Set problem: Copy the lines below word for word, from the line that contains "The component shall identify every instance of the helmet" through the line that contains "(1277, 244)".

Provided data:
=-=-=-=-=

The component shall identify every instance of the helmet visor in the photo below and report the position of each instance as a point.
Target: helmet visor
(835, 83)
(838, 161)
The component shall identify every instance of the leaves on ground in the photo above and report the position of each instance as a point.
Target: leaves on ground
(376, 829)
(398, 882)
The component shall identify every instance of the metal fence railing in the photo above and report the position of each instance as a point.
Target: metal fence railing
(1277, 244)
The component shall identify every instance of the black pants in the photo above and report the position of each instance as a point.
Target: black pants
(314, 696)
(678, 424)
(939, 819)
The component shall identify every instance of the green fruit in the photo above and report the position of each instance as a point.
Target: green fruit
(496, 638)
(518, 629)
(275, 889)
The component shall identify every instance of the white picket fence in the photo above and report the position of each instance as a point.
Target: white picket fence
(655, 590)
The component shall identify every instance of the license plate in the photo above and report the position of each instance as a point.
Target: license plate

=-=-=-=-=

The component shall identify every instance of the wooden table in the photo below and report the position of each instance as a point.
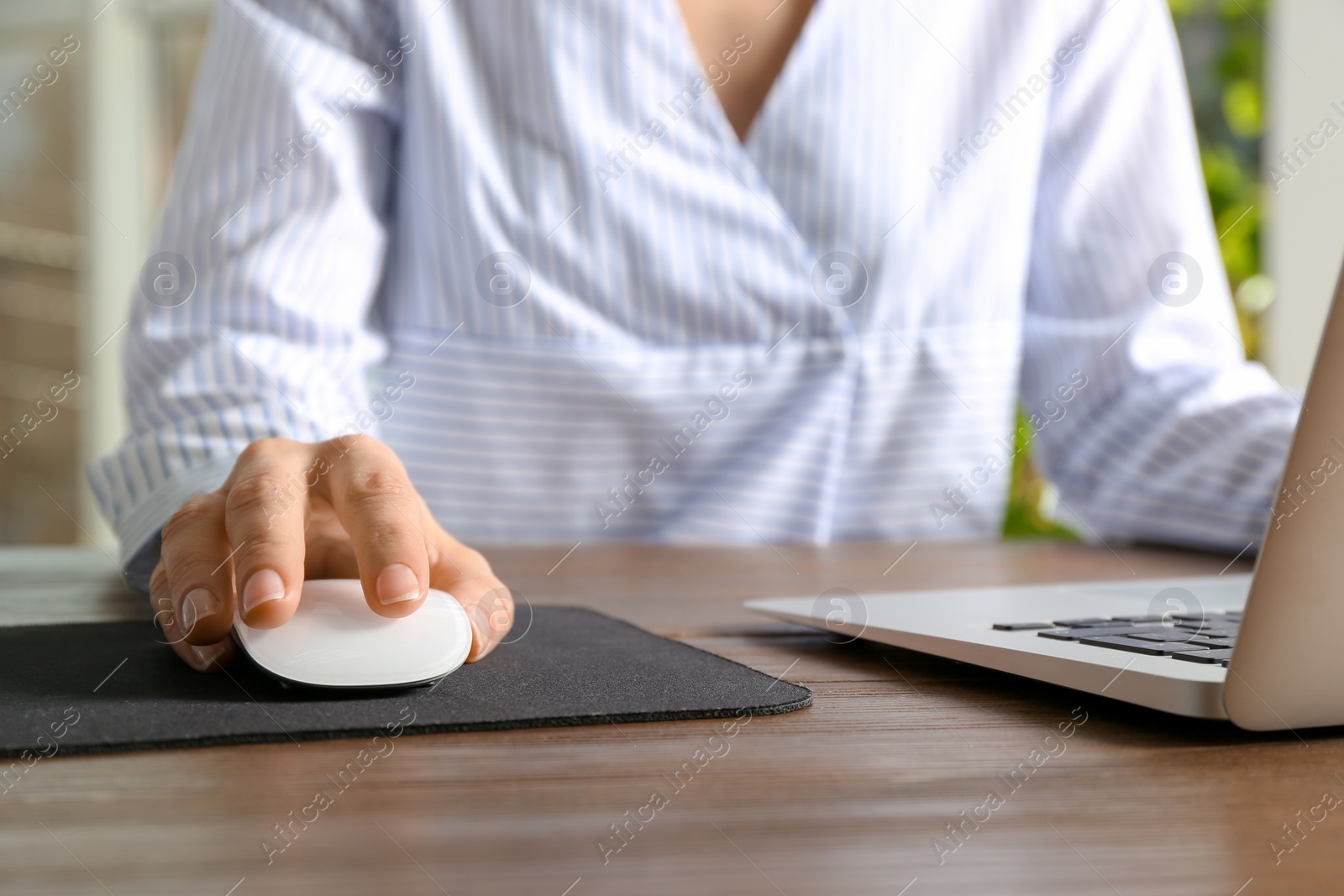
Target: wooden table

=-=-=-=-=

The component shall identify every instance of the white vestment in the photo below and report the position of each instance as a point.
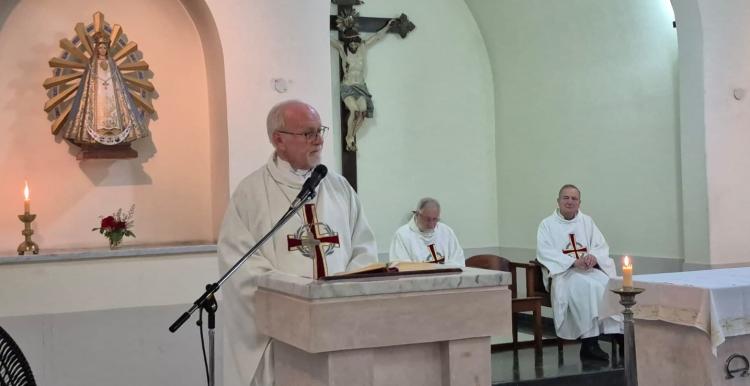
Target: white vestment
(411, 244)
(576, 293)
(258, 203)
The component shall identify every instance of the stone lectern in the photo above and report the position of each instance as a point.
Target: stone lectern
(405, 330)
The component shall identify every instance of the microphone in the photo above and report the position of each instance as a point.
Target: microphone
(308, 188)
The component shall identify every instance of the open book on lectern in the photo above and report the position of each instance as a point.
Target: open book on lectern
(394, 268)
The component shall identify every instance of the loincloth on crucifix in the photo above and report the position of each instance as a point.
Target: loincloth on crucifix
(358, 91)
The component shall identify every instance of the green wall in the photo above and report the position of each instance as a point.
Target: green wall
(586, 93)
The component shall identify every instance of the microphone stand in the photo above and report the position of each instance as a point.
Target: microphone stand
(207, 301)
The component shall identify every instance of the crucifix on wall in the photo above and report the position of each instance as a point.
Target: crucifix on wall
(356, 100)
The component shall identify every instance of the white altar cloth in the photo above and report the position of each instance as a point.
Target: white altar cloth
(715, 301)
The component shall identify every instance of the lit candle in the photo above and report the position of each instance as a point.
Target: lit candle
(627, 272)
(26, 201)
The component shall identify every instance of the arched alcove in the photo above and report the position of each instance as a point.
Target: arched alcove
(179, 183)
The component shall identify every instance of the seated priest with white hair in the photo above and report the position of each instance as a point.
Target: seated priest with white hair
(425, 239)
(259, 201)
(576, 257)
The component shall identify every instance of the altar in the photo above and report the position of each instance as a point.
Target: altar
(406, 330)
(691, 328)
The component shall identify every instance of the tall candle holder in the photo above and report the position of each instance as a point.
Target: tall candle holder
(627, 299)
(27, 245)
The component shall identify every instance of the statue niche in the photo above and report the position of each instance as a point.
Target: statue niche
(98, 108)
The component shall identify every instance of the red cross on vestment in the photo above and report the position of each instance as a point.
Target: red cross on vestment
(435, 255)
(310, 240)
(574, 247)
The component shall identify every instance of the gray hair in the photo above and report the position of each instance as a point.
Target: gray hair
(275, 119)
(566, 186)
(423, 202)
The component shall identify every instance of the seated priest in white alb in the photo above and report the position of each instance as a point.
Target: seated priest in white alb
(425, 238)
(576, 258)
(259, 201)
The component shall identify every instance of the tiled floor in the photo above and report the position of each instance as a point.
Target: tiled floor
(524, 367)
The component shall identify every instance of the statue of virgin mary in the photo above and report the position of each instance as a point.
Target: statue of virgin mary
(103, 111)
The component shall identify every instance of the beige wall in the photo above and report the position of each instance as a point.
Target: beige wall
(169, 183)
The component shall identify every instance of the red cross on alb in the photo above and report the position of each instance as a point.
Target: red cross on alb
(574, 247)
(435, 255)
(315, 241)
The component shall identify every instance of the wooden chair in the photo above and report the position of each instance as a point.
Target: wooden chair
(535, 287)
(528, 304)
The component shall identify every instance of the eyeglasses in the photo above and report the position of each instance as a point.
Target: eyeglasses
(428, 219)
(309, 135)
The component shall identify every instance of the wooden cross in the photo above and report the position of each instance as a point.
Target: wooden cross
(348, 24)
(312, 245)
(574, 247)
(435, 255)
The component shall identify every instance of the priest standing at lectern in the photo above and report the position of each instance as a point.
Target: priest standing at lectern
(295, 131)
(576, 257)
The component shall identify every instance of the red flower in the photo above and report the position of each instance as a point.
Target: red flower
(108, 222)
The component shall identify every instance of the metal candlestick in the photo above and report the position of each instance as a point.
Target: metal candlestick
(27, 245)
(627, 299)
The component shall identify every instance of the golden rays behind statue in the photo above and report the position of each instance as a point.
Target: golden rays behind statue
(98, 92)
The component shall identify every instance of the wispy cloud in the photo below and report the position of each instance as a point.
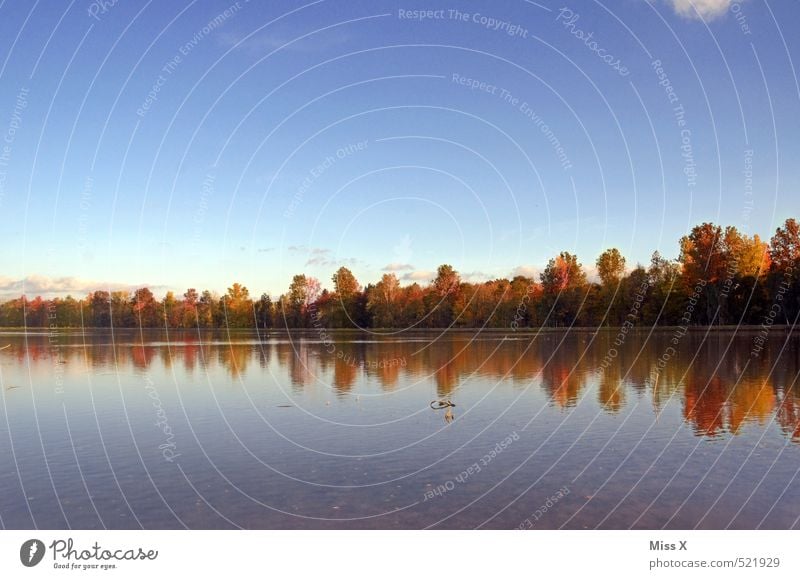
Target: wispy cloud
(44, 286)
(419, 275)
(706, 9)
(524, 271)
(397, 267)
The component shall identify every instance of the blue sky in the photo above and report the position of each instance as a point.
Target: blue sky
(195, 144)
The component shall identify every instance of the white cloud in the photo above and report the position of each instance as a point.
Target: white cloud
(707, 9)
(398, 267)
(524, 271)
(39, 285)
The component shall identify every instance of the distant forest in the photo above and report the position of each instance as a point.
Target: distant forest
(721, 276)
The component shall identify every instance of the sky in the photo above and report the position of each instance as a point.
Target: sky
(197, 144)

=-=-=-=-=

Result of this task:
The component shall identify every instance of the helmet visor in the photo below and report the position of each instance as a point.
Target: helmet visor
(835, 83)
(838, 161)
The component shall identify every instance of the leaves on ground in the photo above and report the position of each instance as a point.
Target: leaves on ground
(376, 829)
(398, 882)
The component shall identify every instance of the metal fence railing in the photo above and report the position of each instance as a point.
Target: metal fence railing
(1277, 244)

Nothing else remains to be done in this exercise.